**Your goal:**
Quote every line as given.

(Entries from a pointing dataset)
════════
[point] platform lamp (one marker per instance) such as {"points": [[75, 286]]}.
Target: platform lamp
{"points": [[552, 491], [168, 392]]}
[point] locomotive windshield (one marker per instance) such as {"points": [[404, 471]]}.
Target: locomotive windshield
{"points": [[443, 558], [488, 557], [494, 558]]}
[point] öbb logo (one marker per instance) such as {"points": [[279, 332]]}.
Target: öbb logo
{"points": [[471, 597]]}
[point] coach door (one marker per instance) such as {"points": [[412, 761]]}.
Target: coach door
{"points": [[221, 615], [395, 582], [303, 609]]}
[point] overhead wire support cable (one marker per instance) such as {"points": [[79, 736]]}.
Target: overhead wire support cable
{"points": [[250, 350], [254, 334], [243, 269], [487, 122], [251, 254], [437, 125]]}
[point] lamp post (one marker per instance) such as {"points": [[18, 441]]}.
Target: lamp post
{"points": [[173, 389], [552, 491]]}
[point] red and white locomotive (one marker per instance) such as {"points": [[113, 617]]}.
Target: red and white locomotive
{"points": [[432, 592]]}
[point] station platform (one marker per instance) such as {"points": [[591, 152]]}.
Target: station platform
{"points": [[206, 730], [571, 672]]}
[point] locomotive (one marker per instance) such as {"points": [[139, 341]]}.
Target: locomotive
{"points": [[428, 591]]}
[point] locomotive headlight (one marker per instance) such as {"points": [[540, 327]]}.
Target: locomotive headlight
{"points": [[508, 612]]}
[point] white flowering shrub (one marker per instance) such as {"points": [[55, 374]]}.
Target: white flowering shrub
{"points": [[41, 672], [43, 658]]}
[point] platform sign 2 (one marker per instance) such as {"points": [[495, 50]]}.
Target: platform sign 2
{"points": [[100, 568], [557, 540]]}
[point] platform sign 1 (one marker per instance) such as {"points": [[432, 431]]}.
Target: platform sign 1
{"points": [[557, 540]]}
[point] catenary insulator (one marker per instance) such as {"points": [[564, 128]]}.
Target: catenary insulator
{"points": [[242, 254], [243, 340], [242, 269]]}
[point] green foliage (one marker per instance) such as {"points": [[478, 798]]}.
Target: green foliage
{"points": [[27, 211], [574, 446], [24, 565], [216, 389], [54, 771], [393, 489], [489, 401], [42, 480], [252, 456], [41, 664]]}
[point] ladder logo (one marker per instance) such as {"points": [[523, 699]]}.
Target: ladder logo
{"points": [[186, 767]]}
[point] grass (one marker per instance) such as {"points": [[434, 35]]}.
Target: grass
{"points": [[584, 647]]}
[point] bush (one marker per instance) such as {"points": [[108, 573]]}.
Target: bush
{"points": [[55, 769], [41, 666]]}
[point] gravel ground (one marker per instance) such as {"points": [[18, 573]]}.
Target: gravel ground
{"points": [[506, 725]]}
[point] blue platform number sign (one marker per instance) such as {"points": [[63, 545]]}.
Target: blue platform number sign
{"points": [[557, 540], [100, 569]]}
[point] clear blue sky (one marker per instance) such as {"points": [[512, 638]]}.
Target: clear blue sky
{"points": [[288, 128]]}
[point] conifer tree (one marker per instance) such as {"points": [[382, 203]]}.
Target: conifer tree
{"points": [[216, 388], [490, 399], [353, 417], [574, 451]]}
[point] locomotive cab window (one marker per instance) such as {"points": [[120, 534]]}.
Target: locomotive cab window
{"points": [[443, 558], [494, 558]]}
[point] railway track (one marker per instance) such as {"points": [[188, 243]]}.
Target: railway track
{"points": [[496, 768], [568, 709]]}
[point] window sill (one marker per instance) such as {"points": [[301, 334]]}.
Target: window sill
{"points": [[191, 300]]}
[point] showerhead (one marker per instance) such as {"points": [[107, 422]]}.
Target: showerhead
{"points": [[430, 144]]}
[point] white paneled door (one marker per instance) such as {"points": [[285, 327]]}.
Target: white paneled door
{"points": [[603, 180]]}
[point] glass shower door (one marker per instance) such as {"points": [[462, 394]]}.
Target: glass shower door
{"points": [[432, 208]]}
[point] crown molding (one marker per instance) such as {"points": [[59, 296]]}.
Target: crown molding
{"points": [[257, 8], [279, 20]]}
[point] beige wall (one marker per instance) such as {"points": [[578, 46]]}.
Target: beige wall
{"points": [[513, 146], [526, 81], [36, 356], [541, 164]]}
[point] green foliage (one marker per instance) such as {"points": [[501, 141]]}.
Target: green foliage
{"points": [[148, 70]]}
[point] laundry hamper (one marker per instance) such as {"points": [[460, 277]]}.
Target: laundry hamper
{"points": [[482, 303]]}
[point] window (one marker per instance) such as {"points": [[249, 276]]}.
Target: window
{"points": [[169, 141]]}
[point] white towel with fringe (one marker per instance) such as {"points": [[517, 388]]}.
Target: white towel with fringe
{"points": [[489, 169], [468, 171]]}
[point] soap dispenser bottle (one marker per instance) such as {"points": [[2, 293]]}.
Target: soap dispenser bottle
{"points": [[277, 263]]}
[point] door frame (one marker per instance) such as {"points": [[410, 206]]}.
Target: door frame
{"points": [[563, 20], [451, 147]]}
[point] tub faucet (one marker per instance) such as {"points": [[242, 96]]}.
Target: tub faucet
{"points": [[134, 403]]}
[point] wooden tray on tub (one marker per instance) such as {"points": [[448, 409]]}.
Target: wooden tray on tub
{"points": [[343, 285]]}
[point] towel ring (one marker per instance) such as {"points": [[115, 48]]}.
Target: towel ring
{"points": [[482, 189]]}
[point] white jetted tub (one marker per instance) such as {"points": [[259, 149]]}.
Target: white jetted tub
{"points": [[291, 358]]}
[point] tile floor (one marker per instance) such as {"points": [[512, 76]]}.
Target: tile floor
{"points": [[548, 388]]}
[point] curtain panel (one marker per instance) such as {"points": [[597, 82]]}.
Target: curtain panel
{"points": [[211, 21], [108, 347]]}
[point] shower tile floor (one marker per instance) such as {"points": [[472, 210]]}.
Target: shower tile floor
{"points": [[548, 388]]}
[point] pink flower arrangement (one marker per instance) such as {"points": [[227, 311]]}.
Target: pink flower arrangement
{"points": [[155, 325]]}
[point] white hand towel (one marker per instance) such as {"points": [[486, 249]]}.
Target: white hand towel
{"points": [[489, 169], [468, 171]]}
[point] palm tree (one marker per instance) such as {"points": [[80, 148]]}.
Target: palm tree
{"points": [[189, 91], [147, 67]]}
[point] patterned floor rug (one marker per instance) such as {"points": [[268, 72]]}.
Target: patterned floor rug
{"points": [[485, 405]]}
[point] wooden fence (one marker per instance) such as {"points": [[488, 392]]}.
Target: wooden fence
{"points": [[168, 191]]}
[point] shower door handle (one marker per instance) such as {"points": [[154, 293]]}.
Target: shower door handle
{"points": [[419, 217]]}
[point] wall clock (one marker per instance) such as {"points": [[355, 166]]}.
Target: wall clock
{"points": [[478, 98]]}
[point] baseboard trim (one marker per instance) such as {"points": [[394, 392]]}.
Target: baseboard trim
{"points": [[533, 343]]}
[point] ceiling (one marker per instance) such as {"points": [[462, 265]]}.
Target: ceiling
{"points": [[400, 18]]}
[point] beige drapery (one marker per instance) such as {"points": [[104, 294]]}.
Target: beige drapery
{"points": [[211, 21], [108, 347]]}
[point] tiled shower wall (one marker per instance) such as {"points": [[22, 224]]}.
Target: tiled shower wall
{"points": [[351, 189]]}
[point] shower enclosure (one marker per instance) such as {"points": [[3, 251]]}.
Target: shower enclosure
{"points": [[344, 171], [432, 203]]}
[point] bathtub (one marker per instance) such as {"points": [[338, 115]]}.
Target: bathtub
════════
**Answer below:**
[point] platform lamp (one marker per instance) such as {"points": [[75, 286]]}.
Target: platform lamp
{"points": [[552, 491], [168, 392]]}
[point] locomotive windshield (one marker per instance) such as {"points": [[404, 471]]}.
Target: locomotive windshield
{"points": [[443, 558], [488, 557], [494, 558]]}
[point] öbb logo (one marker per instance) such as {"points": [[279, 332]]}.
Target: öbb logo
{"points": [[471, 597]]}
[point] coach door (one marker per instance) such as {"points": [[412, 761]]}.
Target: coach door
{"points": [[221, 615], [395, 582], [303, 609]]}
[point] overhead wire support cable (one marker per instance) such as {"points": [[79, 736]]}.
Target: overhead wire support cable
{"points": [[250, 350], [254, 334], [243, 269], [487, 122], [251, 254], [437, 125]]}
[point] lamp post (one marker per instance) such as {"points": [[18, 441]]}.
Target: lamp post
{"points": [[173, 389], [552, 491]]}
[point] red and white locomotive (one marker per instance) such as {"points": [[113, 617]]}.
Target: red and white locomotive
{"points": [[432, 592]]}
[point] station platform (one marker per instance) such as {"points": [[591, 152]]}.
Target: station platform
{"points": [[206, 730], [571, 672]]}
[point] locomotive (one marker per instance) such as {"points": [[139, 341]]}.
Target: locomotive
{"points": [[428, 591]]}
[point] locomotive headlight (one marker per instance) such as {"points": [[540, 327]]}.
Target: locomotive headlight
{"points": [[508, 612]]}
[point] white flowering shrub (one marker per instance) such as {"points": [[55, 374]]}.
Target: white flowering shrub
{"points": [[41, 672], [43, 658]]}
[point] platform sign 2 (one marker per instance) such as {"points": [[495, 50]]}.
Target: platform sign 2
{"points": [[100, 568], [557, 540]]}
[point] platform sign 1 (one marker per instance) such as {"points": [[432, 431]]}.
Target: platform sign 1
{"points": [[557, 540]]}
[point] catenary insulator (one marker per instance) such as {"points": [[564, 128]]}.
Target: catenary insulator
{"points": [[242, 254], [243, 340], [242, 269]]}
[point] green foliage (one marker per instance) such as {"points": [[478, 798]]}.
Target: green foliage
{"points": [[27, 211], [574, 446], [24, 565], [216, 389], [54, 771], [393, 489], [489, 401], [42, 480], [252, 456], [41, 664]]}
[point] ladder logo (one marker per instance) such as {"points": [[523, 699]]}.
Target: ladder logo
{"points": [[186, 767]]}
[point] grass (one marker per instance) such as {"points": [[434, 35]]}.
Target: grass
{"points": [[584, 647]]}
[point] bush (one marker per instance) such as {"points": [[108, 573]]}.
Target: bush
{"points": [[55, 769], [41, 666]]}
[point] gravel ground (one marker per instance) such as {"points": [[18, 573]]}.
Target: gravel ground
{"points": [[506, 725]]}
[point] blue platform number sign (one marker per instance) such as {"points": [[63, 545]]}.
Target: blue platform number sign
{"points": [[557, 540], [100, 569]]}
[point] clear blue sky (one marker per instance) such as {"points": [[512, 638]]}.
Target: clear blue sky
{"points": [[288, 128]]}
[point] conifer tree (one marker per instance) such as {"points": [[382, 203]]}.
Target: conifer tree
{"points": [[216, 388], [490, 399], [353, 417], [574, 451]]}
[point] locomotive cab window (one marker per instance) such as {"points": [[120, 534]]}.
Target: locomotive cab window
{"points": [[443, 558], [494, 558]]}
[point] railway track (one marker per instance) such as {"points": [[188, 243]]}.
Target: railway track
{"points": [[496, 768], [568, 709]]}
[point] window sill (one marker per instance) such as {"points": [[301, 334]]}.
Target: window sill
{"points": [[191, 300]]}
[point] showerhead (one marker per instance) such as {"points": [[107, 422]]}.
Target: showerhead
{"points": [[430, 144]]}
[point] white paneled door (one marker per instance) such as {"points": [[285, 327]]}.
Target: white paneled door
{"points": [[603, 180]]}
[point] glass shower door (one marker per instance) such as {"points": [[462, 394]]}.
Target: glass shower door
{"points": [[432, 208]]}
[point] crown molding (one marker per instance) such as {"points": [[59, 296]]}.
Target: crown molding
{"points": [[257, 8], [279, 20]]}
[point] beige wall (one marker per instance) such as {"points": [[578, 46]]}.
Target: beige wall
{"points": [[513, 146], [526, 81], [36, 356], [541, 164]]}
[point] green foliage (one marker per instance) such as {"points": [[501, 141]]}.
Target: green foliage
{"points": [[148, 70]]}
[point] laundry hamper (one marker per instance) such as {"points": [[460, 277]]}.
Target: laundry hamper
{"points": [[482, 303]]}
[point] window (one marker per instance) such as {"points": [[249, 276]]}.
Target: window
{"points": [[169, 141]]}
[point] white towel with fringe (one marker per instance) such as {"points": [[517, 388]]}.
Target: white towel with fringe
{"points": [[489, 169], [468, 171]]}
[point] soap dispenser bottle (one marker per instance) such as {"points": [[2, 293]]}.
Target: soap dispenser bottle
{"points": [[277, 263]]}
[point] door frame (one marker per instance) such as {"points": [[410, 206]]}.
Target: door frame
{"points": [[563, 20], [451, 147]]}
[point] tub faucet (one marker per instance) such as {"points": [[242, 96]]}.
Target: tub faucet
{"points": [[134, 403]]}
[point] wooden tray on tub (one marker per instance) such as {"points": [[448, 409]]}.
Target: wooden tray on tub
{"points": [[343, 285]]}
[point] towel ring (one marker per instance) such as {"points": [[115, 48]]}.
Target: towel ring
{"points": [[482, 189]]}
[point] white jetted tub (one marker per instance) such as {"points": [[259, 149]]}.
Target: white jetted tub
{"points": [[291, 358]]}
[point] tile floor (one marker per instance) such as {"points": [[512, 76]]}.
Target: tile floor
{"points": [[548, 388]]}
[point] curtain panel (one marker per instance) such as {"points": [[597, 82]]}.
Target: curtain panel
{"points": [[211, 21], [108, 347]]}
[point] shower tile floor (one marker per instance) such as {"points": [[472, 210]]}.
Target: shower tile floor
{"points": [[548, 388]]}
[point] pink flower arrangement (one marker per instance) such as {"points": [[227, 311]]}.
Target: pink flower arrangement
{"points": [[155, 325]]}
[point] white hand towel (one marker per instance) such as {"points": [[486, 249]]}.
Target: white hand towel
{"points": [[489, 169], [468, 171]]}
[point] palm tree (one marker per instance) such as {"points": [[80, 148]]}.
Target: palm tree
{"points": [[189, 91], [147, 67]]}
[point] patterned floor rug (one marker per instance) such as {"points": [[268, 72]]}.
Target: patterned floor rug
{"points": [[485, 405]]}
[point] wooden fence (one marker per instance) such as {"points": [[488, 392]]}.
Target: wooden fence
{"points": [[168, 191]]}
[point] shower door handle (one marker per instance) such as {"points": [[154, 293]]}.
Target: shower door handle
{"points": [[419, 217]]}
[point] wall clock (one marker per instance) such as {"points": [[355, 166]]}.
Target: wall clock
{"points": [[478, 98]]}
[point] baseboard trim (one marker per instance) such as {"points": [[394, 392]]}.
Target: baseboard trim
{"points": [[533, 343]]}
[point] ceiling (one marker per instance) such as {"points": [[462, 265]]}.
Target: ceiling
{"points": [[400, 18]]}
[point] beige drapery (one marker per instance) such as {"points": [[104, 294]]}.
Target: beige drapery
{"points": [[211, 21], [108, 347]]}
[point] tiled shower wall (one marker per instance) such as {"points": [[22, 224]]}.
Target: tiled shower wall
{"points": [[351, 189]]}
[point] shower enclosure (one marker per instance) such as {"points": [[3, 251]]}.
Target: shower enclosure
{"points": [[344, 171], [432, 203]]}
[point] bathtub (one marker per instance) such as {"points": [[338, 115]]}.
Target: bathtub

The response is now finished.